[Stored items from a collection]
++++++++
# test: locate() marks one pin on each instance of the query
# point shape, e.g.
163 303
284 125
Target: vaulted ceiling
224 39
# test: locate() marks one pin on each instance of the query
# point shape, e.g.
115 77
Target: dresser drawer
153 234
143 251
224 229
++++++++
[TASK TO COMPLETE] Your response should consist of the data above, duplicated exactly.

[RESULT FOR THIS TASK]
# test: locate() marks one pin on each instance of the query
# point shape, e.g.
163 303
284 125
Target: vaulted ceiling
224 39
# test: locate() marks one pin on each instance of the query
# point shape, e.g.
115 77
Target: dresser drawer
153 234
143 251
224 229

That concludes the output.